## Start Material provided

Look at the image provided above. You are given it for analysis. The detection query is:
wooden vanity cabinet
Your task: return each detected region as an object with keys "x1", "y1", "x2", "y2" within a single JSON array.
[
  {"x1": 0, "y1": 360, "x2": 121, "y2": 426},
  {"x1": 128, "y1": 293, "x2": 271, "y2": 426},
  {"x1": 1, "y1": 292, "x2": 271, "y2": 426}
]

## End Material provided

Reproduce the listing above with "detection query" renamed to "search phrase" and every other part left as it is.

▶ **Response**:
Look at the image provided above. You are given it for analysis. The search phrase is:
wooden vanity cabinet
Your task: return each detected region as an object with keys "x1", "y1", "x2", "y2" within a single JSON array.
[
  {"x1": 0, "y1": 360, "x2": 121, "y2": 426},
  {"x1": 128, "y1": 293, "x2": 271, "y2": 426},
  {"x1": 1, "y1": 292, "x2": 271, "y2": 426}
]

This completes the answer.